=== Supplied text ===

# I am officially 10 weeks and I hate my Crate!



## IrishThunder22 (Jun 1, 2009)

I am not sure what my owners are doing, but they keep wanting me to go in this box. I was really ok with it at first, except for the first couple of nights I was away from my mom and my brothers and sisters. It was fine. It looked like the pet store gave them the wrong one since they had to zip tie in some cardboard for the first week to get it to the right size. I got to go on my first ride to the Petsmart and they were really nice to me there and got my owners the right divider! (I even got a biscuit at the Chik-Fila!) Well, I am not sure if I like the divider, just don't like being along on the first floor, or being cooped up an hour or two at a time. I hate to go in there. They try to give me treats, toys, and play with me in there but I am really good at getting what I need and escaping to my favorite corner. I think they have tried everything, but I just want to be outside all day playing around. I sure hope the nice people on the forum don't have any good advice for them, because I like to keep avoiding my crate home. So please don't reply to this one!

Woof, 

Champ (My 10 week birthday is tomorrow)


----------



## BeauShel (May 20, 2007)

Champ,
The crate is for your own good. It helps you to learn how to hold it and go outside to go potty. And to keep you safe from getting into bad things. With all the goodies your mom and dad are giving you, I think in time you will love it. Keep up the good work with your potty training and I think you will need the crate less and less. 
happy almost 10 week birthday.


----------



## Dog (Sep 26, 2006)

===

• Written problem A: Can you rewrite the records below from the line with "Drop one point on every instance of the metal" through the end of the records, putting "census log" in place of "population record" and keeping everything else the same?

=== Record excerpts ===

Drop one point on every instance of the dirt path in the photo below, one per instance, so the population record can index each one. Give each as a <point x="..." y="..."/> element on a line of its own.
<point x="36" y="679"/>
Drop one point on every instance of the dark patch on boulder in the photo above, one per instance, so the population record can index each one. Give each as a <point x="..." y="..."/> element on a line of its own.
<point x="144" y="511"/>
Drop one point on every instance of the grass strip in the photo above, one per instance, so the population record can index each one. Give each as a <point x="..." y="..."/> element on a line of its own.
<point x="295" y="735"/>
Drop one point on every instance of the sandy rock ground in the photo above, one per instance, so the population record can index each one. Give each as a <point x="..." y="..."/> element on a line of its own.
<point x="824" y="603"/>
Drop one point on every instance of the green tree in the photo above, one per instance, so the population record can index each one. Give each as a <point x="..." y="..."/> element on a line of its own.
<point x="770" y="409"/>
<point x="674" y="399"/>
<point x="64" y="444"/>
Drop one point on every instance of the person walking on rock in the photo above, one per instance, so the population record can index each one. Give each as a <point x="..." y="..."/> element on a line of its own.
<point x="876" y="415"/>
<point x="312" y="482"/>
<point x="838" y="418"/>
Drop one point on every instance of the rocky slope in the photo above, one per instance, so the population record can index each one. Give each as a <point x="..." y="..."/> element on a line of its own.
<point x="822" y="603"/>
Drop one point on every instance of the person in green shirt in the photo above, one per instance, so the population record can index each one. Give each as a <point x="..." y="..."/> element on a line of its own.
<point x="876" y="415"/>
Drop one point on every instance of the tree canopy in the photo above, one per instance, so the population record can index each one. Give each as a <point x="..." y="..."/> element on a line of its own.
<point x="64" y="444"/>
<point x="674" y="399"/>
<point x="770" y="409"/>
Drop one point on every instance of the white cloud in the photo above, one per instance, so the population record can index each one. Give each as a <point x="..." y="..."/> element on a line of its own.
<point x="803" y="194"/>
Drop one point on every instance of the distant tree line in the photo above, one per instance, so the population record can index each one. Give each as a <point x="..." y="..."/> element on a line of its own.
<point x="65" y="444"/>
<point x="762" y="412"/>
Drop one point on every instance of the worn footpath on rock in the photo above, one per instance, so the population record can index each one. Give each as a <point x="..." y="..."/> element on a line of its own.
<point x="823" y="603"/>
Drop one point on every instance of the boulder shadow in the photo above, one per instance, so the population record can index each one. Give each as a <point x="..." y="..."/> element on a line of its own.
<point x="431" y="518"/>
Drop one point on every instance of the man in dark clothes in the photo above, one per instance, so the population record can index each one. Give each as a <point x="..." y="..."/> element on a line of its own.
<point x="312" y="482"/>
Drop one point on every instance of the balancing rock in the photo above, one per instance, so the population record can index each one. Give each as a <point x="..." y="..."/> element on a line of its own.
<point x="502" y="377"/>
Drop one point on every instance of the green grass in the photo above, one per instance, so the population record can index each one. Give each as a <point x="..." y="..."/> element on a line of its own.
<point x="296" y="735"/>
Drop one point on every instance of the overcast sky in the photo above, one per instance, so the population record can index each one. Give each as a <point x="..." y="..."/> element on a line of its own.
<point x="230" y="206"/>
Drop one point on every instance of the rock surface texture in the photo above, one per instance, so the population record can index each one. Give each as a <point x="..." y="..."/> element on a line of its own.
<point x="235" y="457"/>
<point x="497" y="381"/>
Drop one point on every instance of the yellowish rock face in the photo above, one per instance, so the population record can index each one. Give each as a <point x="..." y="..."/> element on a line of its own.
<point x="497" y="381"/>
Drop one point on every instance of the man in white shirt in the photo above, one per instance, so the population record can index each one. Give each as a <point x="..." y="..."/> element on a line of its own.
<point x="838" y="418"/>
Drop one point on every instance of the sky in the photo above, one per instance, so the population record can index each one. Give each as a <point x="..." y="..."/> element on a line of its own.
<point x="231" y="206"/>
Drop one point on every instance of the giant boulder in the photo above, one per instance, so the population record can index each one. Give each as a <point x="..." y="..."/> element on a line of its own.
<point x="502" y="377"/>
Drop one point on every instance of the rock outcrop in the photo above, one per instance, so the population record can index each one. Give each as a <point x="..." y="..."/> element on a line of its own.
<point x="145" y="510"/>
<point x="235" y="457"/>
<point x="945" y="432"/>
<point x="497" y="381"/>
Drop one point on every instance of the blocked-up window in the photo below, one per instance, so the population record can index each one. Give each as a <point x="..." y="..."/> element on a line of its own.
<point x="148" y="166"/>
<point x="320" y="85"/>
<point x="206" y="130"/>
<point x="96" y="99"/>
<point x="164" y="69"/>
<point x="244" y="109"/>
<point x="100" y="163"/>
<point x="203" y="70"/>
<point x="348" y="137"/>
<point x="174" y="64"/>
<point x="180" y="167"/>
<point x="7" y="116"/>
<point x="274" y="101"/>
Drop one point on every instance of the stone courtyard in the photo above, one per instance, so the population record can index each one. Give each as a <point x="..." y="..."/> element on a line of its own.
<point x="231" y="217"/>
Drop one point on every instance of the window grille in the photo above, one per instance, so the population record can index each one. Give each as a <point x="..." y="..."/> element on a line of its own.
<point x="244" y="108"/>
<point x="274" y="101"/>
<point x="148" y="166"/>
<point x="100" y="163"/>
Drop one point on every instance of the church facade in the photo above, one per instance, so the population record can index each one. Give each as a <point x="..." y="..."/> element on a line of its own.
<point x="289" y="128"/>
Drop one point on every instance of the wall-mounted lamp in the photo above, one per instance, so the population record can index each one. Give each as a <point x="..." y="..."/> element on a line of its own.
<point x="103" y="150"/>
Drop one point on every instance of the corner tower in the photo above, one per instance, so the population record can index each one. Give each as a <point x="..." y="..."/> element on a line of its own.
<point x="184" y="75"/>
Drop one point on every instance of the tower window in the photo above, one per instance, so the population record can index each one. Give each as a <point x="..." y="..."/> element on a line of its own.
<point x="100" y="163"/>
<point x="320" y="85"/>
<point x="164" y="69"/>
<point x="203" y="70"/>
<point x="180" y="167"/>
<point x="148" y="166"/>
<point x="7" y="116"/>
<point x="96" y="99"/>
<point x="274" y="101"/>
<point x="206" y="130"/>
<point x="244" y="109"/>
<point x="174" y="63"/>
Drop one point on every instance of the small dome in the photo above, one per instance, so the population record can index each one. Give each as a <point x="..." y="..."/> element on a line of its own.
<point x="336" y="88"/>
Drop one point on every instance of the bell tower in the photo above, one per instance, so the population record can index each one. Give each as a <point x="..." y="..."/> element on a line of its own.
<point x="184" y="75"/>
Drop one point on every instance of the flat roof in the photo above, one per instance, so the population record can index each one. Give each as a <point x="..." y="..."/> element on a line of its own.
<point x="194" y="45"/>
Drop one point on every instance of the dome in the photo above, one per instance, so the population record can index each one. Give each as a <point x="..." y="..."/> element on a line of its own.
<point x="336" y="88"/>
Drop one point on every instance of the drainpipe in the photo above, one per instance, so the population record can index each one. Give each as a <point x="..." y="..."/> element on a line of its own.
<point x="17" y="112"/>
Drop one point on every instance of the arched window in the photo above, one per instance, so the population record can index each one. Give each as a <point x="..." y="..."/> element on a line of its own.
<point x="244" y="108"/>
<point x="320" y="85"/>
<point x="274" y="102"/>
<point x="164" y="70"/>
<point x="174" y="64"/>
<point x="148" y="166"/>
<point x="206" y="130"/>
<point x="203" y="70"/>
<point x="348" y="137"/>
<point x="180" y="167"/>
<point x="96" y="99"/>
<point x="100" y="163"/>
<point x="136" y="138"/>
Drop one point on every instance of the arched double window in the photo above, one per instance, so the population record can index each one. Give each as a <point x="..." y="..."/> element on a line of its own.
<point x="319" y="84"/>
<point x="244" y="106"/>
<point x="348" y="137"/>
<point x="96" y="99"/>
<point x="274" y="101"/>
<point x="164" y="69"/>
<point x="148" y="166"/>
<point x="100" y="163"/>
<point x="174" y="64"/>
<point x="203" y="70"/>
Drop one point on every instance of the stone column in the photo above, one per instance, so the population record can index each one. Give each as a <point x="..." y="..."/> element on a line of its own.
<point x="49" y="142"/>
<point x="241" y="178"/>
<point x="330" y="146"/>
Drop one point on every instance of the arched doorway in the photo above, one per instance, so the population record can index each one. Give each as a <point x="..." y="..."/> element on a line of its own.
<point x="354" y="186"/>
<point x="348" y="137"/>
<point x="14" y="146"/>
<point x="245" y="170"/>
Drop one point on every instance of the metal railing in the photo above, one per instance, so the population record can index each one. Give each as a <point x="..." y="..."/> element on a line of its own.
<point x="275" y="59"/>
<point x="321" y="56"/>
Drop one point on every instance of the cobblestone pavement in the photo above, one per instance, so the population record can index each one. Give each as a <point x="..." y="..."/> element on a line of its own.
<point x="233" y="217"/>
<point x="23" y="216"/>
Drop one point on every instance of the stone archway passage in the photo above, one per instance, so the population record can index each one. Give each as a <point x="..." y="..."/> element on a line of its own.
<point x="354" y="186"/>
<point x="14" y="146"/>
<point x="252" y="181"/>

===

• Written problem B: Print the stretch of the puppy crate thread from "## BeauShel (May" to "10 week birthday.", word for word.

• Written response A:
Drop one point on every instance of the metal railing in the photo above, one per instance, so the census log can index each one. Give each as a <point x="..." y="..."/> element on a line of its own.
<point x="275" y="59"/>
<point x="321" y="56"/>
Drop one point on every instance of the cobblestone pavement in the photo above, one per instance, so the census log can index each one. Give each as a <point x="..." y="..."/> element on a line of its own.
<point x="233" y="217"/>
<point x="23" y="216"/>
Drop one point on every instance of the stone archway passage in the photo above, one per instance, so the census log can index each one. Give each as a <point x="..." y="..."/> element on a line of its own.
<point x="354" y="186"/>
<point x="14" y="146"/>
<point x="252" y="181"/>

• Written response B:
## BeauShel (May 20, 2007)

Champ,
The crate is for your own good. It helps you to learn how to hold it and go outside to go potty. And to keep you safe from getting into bad things. With all the goodies your mom and dad are giving you, I think in time you will love it. Keep up the good work with your potty training and I think you will need the crate less and less. 
happy almost 10 week birthday.